— Begin RECORDS SUPPLIED —

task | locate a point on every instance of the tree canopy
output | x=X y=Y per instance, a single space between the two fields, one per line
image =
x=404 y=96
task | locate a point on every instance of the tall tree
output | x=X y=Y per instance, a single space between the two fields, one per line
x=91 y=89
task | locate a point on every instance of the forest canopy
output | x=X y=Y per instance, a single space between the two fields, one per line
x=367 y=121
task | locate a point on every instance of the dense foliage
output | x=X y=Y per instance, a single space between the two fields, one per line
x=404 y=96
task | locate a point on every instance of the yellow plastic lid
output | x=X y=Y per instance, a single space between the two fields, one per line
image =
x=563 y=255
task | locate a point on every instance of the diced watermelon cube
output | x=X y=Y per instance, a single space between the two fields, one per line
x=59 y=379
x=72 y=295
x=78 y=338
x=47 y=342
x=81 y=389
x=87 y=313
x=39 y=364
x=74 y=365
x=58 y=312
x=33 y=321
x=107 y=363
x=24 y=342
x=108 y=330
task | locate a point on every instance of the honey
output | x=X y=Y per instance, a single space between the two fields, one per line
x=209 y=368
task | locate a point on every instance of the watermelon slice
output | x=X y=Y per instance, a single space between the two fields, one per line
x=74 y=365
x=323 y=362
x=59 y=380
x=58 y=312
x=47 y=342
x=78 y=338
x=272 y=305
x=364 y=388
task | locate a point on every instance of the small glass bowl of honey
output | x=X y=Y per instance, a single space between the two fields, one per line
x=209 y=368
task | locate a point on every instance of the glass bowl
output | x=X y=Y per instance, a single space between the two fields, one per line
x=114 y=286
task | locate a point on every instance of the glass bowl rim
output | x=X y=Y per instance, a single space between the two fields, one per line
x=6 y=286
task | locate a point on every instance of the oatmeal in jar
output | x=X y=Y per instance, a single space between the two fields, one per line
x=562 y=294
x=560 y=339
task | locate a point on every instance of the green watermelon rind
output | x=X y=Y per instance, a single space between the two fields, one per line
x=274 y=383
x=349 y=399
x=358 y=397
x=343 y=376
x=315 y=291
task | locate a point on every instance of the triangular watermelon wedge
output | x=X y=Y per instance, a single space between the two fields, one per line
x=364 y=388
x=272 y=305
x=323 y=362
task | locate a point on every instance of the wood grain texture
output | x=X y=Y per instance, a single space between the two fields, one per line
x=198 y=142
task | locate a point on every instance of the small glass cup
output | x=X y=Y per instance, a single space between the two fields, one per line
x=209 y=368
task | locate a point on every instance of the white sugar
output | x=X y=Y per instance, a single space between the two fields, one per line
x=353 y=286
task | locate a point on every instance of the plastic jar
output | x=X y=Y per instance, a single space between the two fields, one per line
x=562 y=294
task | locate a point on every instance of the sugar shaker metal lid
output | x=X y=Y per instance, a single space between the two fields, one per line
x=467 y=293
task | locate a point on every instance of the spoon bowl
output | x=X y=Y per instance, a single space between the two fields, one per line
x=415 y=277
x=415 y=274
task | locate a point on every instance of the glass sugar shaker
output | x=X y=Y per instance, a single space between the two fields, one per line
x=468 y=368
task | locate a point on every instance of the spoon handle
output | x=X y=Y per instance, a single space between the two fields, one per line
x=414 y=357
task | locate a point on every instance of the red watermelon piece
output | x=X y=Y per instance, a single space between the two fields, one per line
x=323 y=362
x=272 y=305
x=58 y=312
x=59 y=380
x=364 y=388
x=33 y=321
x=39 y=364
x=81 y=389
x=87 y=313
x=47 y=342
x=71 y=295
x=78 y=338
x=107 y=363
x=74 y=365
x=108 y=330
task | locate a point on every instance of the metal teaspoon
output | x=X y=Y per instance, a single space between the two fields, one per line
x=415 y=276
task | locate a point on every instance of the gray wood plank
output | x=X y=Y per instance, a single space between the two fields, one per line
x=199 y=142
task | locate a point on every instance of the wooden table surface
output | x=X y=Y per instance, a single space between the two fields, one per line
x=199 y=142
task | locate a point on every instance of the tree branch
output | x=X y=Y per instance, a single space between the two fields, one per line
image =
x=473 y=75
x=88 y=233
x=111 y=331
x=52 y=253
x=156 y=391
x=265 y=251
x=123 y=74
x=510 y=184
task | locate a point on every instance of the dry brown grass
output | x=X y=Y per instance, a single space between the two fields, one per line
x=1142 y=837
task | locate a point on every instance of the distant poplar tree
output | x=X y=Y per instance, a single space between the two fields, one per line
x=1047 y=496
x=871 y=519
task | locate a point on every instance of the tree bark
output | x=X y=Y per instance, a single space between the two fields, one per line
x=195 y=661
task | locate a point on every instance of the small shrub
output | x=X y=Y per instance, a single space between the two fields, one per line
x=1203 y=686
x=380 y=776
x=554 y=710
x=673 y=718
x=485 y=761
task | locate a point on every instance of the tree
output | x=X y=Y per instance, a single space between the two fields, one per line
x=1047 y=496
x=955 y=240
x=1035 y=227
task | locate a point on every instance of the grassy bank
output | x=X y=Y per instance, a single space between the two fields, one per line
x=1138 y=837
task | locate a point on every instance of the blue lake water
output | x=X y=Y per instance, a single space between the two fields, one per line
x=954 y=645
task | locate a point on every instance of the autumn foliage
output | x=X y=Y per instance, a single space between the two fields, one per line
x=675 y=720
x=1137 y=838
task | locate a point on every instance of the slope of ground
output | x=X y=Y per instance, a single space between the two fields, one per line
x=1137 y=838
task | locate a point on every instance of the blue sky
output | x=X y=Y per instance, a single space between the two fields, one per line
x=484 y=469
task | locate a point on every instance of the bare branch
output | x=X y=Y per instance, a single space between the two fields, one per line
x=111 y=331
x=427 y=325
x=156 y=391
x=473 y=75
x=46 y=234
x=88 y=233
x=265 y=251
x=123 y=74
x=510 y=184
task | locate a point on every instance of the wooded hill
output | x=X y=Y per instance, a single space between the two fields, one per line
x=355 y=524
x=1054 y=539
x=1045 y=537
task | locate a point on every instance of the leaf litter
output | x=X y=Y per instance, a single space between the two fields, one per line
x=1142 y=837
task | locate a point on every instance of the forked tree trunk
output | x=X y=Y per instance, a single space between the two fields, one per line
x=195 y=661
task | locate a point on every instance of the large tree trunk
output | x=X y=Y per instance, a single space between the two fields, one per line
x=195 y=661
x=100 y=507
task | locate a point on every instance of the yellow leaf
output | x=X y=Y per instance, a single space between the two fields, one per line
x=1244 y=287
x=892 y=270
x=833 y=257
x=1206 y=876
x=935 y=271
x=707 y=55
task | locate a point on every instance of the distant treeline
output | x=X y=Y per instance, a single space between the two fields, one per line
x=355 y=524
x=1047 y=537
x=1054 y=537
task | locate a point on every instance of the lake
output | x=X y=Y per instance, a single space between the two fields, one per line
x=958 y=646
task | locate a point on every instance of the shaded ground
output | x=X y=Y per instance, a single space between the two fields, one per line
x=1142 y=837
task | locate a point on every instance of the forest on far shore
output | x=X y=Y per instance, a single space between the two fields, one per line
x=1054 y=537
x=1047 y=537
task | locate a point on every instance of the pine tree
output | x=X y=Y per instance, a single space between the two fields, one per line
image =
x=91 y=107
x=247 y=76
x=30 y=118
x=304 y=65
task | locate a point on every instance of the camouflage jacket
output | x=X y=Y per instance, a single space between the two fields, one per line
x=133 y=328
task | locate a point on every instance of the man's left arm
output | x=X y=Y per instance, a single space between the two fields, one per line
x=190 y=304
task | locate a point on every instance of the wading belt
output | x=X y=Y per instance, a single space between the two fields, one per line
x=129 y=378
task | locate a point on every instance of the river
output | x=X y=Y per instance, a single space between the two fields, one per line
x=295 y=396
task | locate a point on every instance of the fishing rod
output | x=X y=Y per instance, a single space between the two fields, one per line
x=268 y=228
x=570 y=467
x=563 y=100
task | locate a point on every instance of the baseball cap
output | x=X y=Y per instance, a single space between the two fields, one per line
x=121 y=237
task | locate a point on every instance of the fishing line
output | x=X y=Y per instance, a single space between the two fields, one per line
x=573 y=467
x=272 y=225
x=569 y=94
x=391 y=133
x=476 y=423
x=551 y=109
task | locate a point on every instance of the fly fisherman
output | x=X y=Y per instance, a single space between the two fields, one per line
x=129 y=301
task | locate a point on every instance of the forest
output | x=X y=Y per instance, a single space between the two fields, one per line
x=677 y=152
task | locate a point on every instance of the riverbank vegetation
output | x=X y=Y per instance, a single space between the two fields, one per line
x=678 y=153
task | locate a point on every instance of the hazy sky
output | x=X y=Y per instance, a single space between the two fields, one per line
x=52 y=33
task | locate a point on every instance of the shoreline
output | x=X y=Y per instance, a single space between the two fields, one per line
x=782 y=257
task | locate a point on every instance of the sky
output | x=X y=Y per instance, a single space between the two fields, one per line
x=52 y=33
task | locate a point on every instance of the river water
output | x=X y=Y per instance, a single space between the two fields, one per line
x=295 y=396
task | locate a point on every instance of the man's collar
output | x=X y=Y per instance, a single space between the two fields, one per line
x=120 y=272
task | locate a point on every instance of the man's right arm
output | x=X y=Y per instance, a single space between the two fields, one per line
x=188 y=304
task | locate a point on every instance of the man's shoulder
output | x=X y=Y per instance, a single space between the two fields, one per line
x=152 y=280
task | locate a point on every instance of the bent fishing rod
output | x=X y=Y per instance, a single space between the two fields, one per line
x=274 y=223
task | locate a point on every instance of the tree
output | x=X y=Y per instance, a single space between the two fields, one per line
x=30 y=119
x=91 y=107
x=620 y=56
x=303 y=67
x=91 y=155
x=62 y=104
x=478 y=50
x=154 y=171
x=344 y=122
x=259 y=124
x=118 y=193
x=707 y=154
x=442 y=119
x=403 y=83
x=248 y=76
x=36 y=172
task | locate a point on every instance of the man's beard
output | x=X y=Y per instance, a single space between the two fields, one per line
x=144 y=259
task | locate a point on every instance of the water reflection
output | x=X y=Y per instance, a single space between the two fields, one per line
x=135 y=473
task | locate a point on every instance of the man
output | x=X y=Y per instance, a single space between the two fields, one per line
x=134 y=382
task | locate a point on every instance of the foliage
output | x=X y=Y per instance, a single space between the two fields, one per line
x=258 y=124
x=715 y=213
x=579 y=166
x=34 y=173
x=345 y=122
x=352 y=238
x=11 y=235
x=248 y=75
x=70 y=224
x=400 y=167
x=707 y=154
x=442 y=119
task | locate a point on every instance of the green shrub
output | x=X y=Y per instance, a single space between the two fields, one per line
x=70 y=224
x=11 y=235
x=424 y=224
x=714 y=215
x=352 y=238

— End RECORDS SUPPLIED —

• [WHAT THE EXERCISE ASKS] Please lay out the lines of the records from the one containing "the fishing line" through the one containing "x=551 y=109", both included, as a JSON list of strings with one string per line and no blank lines.

• [OUTPUT OF THE EXERCISE]
[
  "task | locate a point on every instance of the fishing line",
  "output | x=X y=Y per instance, a single space between the two fields, one per line",
  "x=573 y=467",
  "x=272 y=225",
  "x=569 y=94",
  "x=391 y=133",
  "x=476 y=423",
  "x=551 y=109"
]